- _TASK TO COMPLETE_
Write out the full essay below about healing from chronic pain, word for word.

Healing from Chronic Pain
I am so passionate about helping women in the second half of life. At 45, my own thoughts about the second half of my life looked bleak.
On the outside, my life looked great. I had BFA in dance and was at the height of my career, choreographing on aerial equipment in a full-size theater in Hawaii. After years of struggling to make ends meet, my life was finally looking good. I was making more money than I ever had. As a single mom, I was able to comfortably support my daughters. The show I was directing that year was supported by an NEA grant. We danced to live music written for my choreography. I was feeling at the top of my game.
But on the inside, I was living out a message that had been drilled into me. I had been given the message that dancers in the second half of life lived with chronic joint pain, and I thought it would be how the rest of my life played out, because - I was living in chronic pain.
My back was in constant inflammation, hot and stiff. The muscles of my neck and upper back were constantly seizing up, and my lower back felt like it was going to give out. It was harder and harder to dance and to choreograph. And right before our big NEA-supported show - the best show I would ever direct - I also got a debilitating case of pneumonia. The pain of that week, lying in bed coughing and trying to take care of my young daughter (who had bronchitis), is forever etched in my mind.
My career was finally all making sense, but my body was giving out. Peter Levine, in his book Freedom from Pain, writes “that pain in and of itself becomes traumatizing.” After years of dancing with pain, I could relate. I knew that I needed a change.
This added emotional turmoil to my physical pain. I had been dancing since I was four years old. Dance was how I dealt with my emotions. It was my joy. I could never fully replace the happy hormones that it released in me. But, in order to heal myself, I made the decision to retire from my passion and my life’s work as a dancer and choreographer.
I needed to get out of the way of my healing.
I needed to create a different life and a new source of income.
I had to learn how to move in a way that healed my joints while supporting my core strength. I had to learn how to eat a nutrient-dense, non-inflammatory diet and deal with my digestive issues that were causing more inflammation. I needed to reinvent my life.

- _RAW DATA_
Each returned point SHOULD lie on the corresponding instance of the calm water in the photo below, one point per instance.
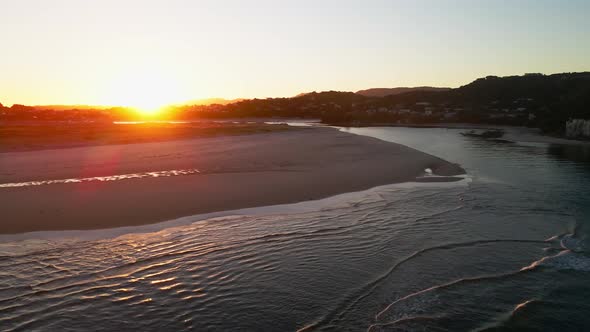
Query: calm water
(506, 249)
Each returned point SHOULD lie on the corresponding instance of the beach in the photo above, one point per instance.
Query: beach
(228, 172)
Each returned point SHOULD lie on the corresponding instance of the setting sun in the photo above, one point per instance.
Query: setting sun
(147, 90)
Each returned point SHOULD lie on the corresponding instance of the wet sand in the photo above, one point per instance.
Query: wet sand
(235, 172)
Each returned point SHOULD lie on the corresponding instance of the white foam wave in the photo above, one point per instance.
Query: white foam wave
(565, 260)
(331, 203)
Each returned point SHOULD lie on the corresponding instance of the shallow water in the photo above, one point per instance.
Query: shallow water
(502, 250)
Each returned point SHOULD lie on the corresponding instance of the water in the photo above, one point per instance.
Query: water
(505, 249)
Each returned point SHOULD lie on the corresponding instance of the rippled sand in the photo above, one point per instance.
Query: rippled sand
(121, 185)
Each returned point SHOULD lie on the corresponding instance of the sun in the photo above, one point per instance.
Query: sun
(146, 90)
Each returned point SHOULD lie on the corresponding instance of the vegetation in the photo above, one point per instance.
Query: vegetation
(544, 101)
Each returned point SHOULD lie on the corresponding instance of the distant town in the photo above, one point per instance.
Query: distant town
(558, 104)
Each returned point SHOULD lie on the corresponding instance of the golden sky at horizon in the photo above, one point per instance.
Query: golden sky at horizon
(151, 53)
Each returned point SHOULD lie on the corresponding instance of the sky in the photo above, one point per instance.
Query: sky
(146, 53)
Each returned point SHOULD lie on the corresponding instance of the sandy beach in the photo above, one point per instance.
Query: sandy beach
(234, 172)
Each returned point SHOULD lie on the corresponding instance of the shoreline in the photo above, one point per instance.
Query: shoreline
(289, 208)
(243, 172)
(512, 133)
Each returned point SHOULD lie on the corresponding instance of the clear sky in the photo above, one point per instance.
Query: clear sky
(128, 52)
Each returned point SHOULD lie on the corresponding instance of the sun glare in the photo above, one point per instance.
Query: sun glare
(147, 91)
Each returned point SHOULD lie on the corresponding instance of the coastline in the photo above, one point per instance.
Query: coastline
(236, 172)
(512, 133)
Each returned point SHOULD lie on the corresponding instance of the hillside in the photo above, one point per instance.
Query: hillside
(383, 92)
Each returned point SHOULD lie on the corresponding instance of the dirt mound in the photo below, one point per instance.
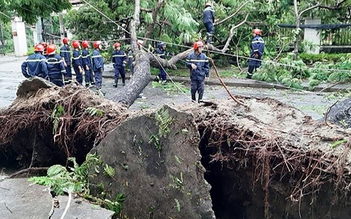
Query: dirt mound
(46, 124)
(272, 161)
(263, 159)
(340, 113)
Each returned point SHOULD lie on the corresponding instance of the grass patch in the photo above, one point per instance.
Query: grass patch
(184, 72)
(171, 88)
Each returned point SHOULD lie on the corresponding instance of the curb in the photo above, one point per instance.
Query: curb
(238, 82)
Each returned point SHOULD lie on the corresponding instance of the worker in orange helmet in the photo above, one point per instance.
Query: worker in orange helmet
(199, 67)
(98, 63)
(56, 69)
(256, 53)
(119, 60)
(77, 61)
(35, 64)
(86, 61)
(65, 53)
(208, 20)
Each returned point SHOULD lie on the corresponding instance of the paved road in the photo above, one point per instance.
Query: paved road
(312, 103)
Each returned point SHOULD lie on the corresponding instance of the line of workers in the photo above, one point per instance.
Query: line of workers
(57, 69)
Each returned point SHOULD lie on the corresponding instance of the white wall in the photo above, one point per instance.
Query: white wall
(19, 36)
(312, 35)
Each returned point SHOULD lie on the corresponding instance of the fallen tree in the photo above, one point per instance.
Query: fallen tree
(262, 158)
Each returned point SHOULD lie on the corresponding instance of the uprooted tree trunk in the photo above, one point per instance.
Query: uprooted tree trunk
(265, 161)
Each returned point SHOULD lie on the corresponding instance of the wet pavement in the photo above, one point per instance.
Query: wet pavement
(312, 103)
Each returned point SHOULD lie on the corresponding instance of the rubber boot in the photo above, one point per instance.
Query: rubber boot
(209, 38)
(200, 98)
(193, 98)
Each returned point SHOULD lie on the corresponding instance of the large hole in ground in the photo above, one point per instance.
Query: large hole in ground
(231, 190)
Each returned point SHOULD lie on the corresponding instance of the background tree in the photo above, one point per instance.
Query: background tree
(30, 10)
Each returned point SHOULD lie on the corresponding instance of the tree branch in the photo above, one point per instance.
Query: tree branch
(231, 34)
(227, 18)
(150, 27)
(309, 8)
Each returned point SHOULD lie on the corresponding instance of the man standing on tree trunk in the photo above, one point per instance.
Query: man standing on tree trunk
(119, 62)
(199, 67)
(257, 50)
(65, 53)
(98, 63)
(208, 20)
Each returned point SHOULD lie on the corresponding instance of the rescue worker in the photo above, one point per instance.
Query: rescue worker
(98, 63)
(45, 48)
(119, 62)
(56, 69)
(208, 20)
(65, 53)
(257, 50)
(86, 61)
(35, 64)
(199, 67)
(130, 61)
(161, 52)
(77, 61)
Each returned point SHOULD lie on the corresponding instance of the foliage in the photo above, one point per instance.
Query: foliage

==

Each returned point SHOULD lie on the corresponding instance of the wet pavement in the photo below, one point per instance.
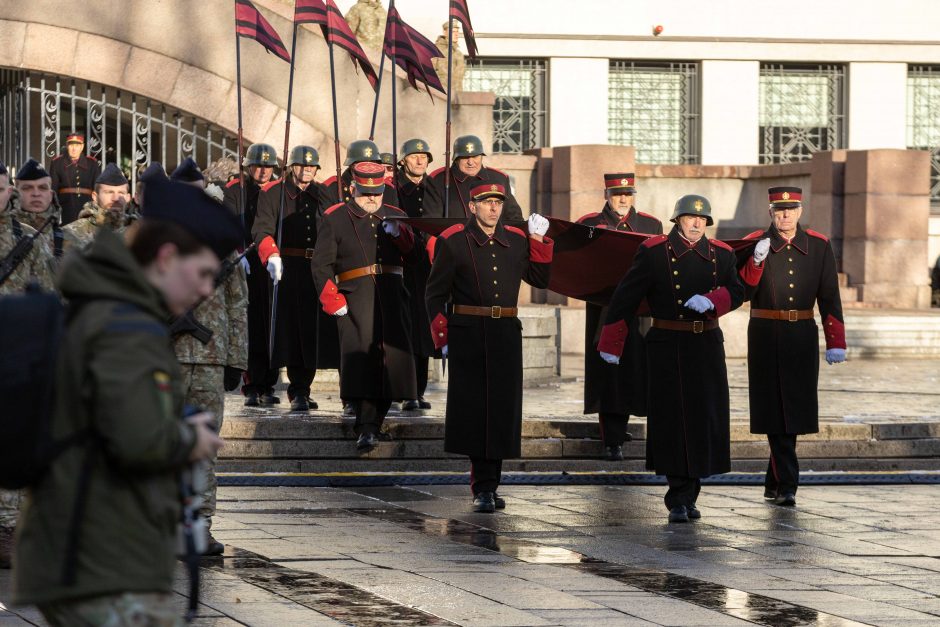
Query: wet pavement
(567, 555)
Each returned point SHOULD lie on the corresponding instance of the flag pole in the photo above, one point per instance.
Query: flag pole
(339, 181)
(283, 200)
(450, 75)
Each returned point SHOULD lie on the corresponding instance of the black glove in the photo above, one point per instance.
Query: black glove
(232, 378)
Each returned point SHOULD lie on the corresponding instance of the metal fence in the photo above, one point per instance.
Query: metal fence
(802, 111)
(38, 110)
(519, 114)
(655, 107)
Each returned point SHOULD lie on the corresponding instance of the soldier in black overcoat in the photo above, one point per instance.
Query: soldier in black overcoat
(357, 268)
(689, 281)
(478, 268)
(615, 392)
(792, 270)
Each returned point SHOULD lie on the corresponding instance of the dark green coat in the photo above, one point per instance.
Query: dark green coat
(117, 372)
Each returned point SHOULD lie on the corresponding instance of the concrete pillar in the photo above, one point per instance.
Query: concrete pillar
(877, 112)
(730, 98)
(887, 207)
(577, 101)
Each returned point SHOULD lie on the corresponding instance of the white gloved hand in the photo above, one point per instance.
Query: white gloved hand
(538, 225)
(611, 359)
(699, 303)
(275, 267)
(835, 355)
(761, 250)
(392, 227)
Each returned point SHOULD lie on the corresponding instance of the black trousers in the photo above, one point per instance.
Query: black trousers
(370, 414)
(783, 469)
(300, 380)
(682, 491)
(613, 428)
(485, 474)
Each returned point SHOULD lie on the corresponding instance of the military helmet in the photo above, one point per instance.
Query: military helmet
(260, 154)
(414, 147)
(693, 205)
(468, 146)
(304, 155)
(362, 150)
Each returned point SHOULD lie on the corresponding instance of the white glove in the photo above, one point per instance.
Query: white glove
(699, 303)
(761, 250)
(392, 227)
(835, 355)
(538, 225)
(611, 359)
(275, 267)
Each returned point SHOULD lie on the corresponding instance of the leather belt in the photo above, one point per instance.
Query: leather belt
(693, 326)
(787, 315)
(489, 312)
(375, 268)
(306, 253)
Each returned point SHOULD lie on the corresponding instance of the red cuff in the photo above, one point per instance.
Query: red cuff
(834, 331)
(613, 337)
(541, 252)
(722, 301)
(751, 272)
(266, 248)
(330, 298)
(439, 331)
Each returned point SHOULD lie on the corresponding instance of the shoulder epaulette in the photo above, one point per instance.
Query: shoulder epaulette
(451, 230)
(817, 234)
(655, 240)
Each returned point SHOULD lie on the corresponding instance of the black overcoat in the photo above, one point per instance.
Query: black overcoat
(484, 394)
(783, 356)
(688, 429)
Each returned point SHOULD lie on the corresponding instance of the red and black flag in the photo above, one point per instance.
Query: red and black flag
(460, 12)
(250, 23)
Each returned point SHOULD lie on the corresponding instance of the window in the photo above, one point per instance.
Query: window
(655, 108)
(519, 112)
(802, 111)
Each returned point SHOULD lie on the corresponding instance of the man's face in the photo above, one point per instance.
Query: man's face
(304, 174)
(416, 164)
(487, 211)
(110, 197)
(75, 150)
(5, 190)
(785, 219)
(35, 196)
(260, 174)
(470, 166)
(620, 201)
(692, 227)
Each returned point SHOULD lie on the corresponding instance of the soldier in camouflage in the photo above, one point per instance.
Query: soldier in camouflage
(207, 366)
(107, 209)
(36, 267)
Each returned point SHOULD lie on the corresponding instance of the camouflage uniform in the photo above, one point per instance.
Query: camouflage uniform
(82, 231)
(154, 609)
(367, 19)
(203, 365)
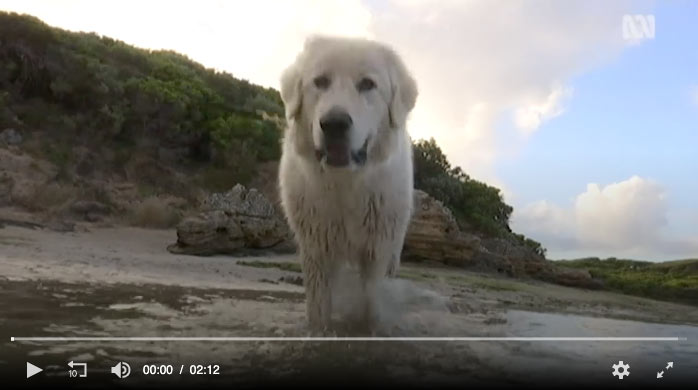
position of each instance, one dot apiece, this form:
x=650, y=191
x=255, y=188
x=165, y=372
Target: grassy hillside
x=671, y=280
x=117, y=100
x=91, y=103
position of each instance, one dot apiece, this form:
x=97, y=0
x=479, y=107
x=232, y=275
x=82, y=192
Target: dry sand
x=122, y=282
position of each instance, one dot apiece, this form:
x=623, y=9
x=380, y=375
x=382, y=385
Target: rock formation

- _FINISHED TASK_
Healing from Chronic Pain
I am so passionate about helping women in the second half of life. At 45, my own thoughts about the second half of my life looked bleak.
On the outside, my life looked great. I had BFA in dance and was at the height of my career, choreographing on aerial equipment in a full-size theater in Hawaii. After years of struggling to make ends meet, my life was finally looking good. I was making more money than I ever had. As a single mom, I was able to comfortably support my daughters. The show I was directing that year was supported by an NEA grant. We danced to live music written for my choreography. I was feeling at the top of my game.
But on the inside, I was living out a message that had been drilled into me. I had been given the message that dancers in the second half of life lived with chronic joint pain, and I thought it would be how the rest of my life played out, because - I was living in chronic pain.
My back was in constant inflammation, hot and stiff. The muscles of my neck and upper back were constantly seizing up, and my lower back felt like it was going to give out. It was harder and harder to dance and to choreograph. And right before our big NEA-supported show - the best show I would ever direct - I also got a debilitating case of pneumonia. The pain of that week, lying in bed coughing and trying to take care of my young daughter (who had bronchitis), is forever etched in my mind.
My career was finally all making sense, but my body was giving out. Peter Levine, in his book Freedom from Pain, writes “that pain in and of itself becomes traumatizing.” After years of dancing with pain, I could relate. I knew that I needed a change.
This added emotional turmoil to my physical pain. I had been dancing since I was four years old. Dance was how I dealt with my emotions. It was my joy. I could never fully replace the happy hormones that it released in me. But, in order to heal myself, I made the decision to retire from my passion and my life’s work as a dancer and choreographer.
I needed to get out of the way of my healing.
I needed to create a different life and a new source of income.
I had to learn how to move in a way that healed my joints while supporting my core strength. I had to learn how to eat a nutrient-dense, non-inflammatory diet and deal with my digestive issues that were causing more inflammation. I needed to reinvent my life.